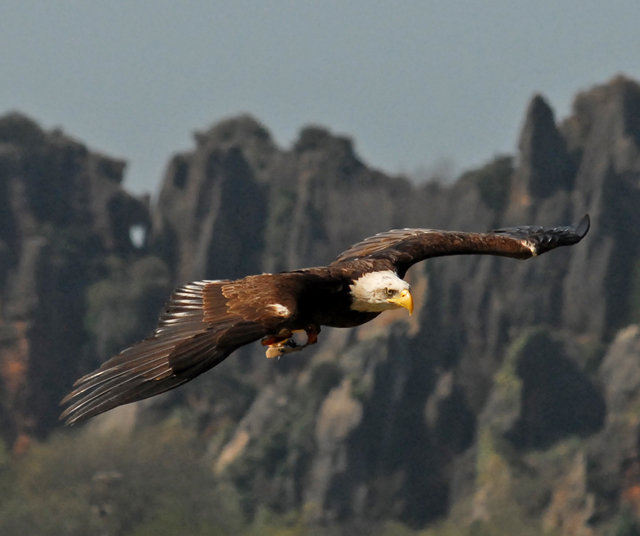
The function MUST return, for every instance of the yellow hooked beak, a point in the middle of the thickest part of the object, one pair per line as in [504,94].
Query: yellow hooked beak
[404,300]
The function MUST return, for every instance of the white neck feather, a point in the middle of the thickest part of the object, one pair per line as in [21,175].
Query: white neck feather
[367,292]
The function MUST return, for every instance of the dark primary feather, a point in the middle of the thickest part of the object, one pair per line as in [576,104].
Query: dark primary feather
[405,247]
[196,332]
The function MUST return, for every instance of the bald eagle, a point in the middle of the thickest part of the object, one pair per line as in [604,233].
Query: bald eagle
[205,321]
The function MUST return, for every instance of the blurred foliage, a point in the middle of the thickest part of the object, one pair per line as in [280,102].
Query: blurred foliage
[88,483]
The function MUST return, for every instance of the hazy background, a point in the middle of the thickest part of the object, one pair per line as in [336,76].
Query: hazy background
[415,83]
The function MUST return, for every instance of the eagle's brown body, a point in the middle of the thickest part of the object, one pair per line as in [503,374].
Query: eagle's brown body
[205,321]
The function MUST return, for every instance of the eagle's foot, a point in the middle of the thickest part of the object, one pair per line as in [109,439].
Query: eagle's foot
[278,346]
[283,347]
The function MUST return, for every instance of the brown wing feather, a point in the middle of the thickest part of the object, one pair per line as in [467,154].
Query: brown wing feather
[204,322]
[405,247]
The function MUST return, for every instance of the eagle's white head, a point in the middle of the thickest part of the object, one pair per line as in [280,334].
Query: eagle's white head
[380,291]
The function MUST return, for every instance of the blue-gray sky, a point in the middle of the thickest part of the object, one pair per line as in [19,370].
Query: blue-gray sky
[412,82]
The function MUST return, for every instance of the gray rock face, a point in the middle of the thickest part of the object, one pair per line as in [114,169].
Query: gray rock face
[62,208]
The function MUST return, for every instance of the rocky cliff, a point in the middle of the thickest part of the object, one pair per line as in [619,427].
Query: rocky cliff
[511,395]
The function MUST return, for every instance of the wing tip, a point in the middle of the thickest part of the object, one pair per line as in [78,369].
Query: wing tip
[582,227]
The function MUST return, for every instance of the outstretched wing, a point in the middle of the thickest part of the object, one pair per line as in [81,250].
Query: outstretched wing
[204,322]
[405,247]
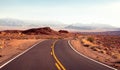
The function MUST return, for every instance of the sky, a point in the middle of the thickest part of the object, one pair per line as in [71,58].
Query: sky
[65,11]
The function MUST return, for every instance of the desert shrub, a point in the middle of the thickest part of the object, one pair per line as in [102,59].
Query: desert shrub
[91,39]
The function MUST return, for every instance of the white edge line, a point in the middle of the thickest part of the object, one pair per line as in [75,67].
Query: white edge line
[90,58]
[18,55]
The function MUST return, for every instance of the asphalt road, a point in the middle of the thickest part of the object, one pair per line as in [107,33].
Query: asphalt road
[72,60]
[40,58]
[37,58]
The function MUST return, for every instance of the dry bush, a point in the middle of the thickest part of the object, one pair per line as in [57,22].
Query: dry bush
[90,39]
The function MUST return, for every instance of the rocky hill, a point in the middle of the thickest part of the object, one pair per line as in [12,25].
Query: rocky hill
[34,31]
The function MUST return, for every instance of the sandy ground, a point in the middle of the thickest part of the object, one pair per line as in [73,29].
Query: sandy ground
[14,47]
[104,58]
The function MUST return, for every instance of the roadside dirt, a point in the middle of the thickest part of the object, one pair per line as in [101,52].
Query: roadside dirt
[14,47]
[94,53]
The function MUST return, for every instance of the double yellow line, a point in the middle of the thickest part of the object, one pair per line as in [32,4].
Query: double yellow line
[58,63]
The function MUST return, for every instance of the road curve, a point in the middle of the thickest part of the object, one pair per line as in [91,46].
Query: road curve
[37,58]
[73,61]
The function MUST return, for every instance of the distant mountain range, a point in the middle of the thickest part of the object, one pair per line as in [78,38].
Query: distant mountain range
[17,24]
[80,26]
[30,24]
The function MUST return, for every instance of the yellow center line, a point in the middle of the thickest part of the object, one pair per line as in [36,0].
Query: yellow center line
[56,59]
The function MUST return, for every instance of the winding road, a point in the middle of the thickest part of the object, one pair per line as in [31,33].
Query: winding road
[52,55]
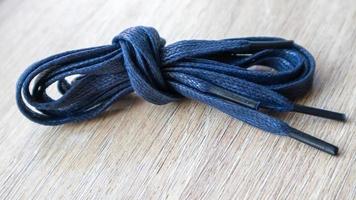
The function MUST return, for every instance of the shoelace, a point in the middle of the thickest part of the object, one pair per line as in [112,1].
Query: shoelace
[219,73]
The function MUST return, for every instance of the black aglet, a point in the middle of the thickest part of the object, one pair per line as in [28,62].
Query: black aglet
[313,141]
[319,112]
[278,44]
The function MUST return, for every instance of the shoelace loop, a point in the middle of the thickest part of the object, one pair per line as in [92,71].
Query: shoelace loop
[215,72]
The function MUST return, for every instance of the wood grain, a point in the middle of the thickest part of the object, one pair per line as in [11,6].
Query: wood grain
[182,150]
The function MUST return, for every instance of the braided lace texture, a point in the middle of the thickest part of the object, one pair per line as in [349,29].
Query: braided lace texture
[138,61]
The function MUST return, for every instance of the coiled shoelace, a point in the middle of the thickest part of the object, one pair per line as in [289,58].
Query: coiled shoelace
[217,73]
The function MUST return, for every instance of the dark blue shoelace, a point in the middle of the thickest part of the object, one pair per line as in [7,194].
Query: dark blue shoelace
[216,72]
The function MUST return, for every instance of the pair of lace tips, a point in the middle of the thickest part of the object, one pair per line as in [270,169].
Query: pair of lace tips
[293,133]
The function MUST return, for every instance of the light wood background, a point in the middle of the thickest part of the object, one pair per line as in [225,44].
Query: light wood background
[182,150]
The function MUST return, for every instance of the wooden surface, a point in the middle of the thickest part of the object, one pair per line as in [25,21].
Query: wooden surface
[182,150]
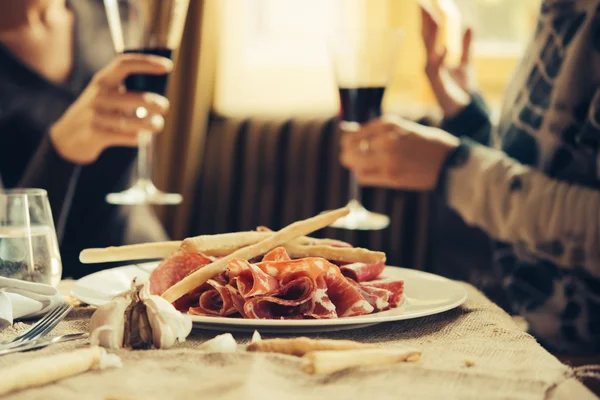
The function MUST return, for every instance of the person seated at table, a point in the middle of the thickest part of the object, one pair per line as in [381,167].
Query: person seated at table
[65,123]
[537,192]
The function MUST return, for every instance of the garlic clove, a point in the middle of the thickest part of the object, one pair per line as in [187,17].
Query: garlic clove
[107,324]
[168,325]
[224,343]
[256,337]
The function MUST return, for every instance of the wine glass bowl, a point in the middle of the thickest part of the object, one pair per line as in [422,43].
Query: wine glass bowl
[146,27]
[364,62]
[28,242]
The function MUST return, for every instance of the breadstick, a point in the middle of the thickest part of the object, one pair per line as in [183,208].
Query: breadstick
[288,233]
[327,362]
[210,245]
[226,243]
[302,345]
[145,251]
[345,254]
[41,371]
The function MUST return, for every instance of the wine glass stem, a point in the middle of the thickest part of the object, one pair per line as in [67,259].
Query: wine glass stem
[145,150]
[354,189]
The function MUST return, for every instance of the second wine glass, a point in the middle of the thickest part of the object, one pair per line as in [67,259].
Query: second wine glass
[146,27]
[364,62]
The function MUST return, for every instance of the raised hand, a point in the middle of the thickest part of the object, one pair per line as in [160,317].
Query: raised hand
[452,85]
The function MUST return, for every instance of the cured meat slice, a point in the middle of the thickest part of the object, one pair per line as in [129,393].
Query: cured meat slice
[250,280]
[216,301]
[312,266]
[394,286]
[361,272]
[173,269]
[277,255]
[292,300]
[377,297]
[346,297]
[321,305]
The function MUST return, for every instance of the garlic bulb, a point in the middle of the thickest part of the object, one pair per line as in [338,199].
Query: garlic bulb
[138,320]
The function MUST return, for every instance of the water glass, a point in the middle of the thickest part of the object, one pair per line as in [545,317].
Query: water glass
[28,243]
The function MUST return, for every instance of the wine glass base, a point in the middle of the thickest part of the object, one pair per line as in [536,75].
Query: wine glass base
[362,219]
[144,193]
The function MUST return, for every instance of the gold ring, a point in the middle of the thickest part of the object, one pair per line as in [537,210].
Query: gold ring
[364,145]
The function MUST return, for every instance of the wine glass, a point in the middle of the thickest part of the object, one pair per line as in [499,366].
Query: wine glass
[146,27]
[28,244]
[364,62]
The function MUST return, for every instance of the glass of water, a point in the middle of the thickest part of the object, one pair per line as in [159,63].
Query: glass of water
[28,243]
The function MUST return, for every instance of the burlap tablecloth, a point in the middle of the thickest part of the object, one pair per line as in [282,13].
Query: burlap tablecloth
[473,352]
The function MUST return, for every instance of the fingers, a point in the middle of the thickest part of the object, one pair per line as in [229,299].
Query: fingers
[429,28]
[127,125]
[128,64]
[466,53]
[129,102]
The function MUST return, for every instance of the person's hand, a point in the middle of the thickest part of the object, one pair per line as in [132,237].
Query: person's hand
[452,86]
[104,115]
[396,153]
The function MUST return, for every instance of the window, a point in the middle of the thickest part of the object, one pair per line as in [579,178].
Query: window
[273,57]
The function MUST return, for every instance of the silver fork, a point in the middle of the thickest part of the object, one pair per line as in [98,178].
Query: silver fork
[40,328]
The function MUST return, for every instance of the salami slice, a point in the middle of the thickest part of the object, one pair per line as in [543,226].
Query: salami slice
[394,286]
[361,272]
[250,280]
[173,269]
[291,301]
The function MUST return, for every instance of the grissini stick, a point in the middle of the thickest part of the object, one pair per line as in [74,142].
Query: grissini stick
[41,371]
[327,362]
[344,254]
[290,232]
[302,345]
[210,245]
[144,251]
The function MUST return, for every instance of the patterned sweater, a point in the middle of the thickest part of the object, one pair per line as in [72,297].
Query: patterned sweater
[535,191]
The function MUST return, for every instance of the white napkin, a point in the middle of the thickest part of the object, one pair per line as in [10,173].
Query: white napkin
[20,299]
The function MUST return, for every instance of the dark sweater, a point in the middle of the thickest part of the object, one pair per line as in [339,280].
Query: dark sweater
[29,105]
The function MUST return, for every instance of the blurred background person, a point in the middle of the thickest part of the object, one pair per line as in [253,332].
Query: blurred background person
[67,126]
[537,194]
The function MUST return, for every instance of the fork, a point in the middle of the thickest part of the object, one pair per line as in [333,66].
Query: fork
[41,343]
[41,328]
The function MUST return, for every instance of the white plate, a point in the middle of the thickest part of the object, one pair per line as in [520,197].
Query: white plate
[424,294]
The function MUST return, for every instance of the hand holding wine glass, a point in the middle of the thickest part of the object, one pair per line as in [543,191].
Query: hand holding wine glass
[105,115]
==
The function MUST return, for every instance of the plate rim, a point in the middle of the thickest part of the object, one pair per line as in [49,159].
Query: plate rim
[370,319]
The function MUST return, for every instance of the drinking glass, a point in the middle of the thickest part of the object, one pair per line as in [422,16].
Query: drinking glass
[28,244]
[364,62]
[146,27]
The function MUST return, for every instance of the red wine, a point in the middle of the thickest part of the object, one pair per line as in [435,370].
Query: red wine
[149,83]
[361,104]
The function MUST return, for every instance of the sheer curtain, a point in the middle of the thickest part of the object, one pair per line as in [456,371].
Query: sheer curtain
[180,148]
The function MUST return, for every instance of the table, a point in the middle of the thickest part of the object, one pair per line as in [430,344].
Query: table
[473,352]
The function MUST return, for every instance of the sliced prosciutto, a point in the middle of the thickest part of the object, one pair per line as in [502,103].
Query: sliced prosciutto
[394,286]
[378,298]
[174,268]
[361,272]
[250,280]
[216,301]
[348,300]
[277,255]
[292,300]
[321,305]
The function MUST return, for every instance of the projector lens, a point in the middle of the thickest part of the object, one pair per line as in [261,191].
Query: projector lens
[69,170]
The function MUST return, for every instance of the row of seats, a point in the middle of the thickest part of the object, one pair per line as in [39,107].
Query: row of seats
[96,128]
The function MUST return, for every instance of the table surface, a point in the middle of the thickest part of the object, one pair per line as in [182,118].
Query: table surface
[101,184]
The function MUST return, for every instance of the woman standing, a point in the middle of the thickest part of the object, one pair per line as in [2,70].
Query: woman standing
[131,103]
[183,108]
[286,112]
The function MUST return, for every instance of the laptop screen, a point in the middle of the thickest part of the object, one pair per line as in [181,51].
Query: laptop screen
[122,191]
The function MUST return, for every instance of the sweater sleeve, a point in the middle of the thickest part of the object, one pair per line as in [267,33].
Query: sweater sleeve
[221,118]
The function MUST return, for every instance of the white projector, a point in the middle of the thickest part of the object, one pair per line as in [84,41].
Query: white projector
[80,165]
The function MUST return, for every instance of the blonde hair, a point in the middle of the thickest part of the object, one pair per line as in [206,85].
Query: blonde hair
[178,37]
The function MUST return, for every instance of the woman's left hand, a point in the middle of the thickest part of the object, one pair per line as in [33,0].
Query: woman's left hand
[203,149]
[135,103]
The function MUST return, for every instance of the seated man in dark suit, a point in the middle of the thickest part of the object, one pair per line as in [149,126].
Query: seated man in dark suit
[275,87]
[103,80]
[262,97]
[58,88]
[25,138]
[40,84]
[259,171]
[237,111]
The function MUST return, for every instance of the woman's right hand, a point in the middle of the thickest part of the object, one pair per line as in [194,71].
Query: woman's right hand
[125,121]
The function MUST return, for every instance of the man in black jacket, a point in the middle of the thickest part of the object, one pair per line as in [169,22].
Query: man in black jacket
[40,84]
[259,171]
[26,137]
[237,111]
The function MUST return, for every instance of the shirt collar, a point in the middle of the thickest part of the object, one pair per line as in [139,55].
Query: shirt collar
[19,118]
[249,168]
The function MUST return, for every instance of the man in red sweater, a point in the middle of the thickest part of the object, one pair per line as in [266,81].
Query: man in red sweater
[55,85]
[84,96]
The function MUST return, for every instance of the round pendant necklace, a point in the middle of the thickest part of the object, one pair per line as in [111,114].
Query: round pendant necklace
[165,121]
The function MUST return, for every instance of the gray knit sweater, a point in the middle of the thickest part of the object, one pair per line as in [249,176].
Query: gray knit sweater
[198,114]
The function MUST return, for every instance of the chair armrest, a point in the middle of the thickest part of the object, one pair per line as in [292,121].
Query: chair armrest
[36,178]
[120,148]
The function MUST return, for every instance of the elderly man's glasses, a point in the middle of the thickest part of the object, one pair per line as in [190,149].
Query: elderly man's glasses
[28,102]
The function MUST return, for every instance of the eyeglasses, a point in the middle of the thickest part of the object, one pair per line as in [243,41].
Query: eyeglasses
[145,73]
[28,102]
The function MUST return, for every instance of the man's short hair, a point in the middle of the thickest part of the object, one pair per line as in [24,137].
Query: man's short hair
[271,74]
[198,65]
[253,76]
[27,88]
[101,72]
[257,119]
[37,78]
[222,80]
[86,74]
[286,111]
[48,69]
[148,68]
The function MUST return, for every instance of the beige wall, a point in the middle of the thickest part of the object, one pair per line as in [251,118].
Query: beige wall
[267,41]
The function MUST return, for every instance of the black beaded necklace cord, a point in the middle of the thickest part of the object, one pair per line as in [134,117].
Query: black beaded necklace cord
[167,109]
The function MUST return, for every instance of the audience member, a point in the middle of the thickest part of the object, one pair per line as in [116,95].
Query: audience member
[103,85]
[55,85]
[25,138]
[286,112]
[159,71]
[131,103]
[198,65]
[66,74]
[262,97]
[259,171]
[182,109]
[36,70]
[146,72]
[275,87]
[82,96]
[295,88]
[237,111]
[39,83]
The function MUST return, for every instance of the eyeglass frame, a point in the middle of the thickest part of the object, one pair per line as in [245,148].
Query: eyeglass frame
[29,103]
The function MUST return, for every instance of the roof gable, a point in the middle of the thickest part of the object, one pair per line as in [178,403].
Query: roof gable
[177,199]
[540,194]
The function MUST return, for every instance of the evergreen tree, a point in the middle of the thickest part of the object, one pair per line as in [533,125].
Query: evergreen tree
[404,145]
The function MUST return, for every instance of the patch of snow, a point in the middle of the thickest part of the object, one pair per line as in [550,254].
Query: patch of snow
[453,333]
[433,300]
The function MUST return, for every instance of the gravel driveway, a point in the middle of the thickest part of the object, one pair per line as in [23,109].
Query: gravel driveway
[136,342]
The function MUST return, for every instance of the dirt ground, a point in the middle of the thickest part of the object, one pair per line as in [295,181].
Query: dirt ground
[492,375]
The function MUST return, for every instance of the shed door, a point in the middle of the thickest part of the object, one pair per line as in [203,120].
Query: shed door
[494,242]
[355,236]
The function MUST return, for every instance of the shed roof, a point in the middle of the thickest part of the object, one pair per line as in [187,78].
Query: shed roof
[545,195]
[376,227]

= PROBLEM =
Could you pull out every line above that contains the word "screen"?

= RESPONSE TO THIS EXERCISE =
The function MUST return, for every instance of the laptop screen, a point in the middle of the thickest part of the object, one pair per line as in [181,51].
Query: laptop screen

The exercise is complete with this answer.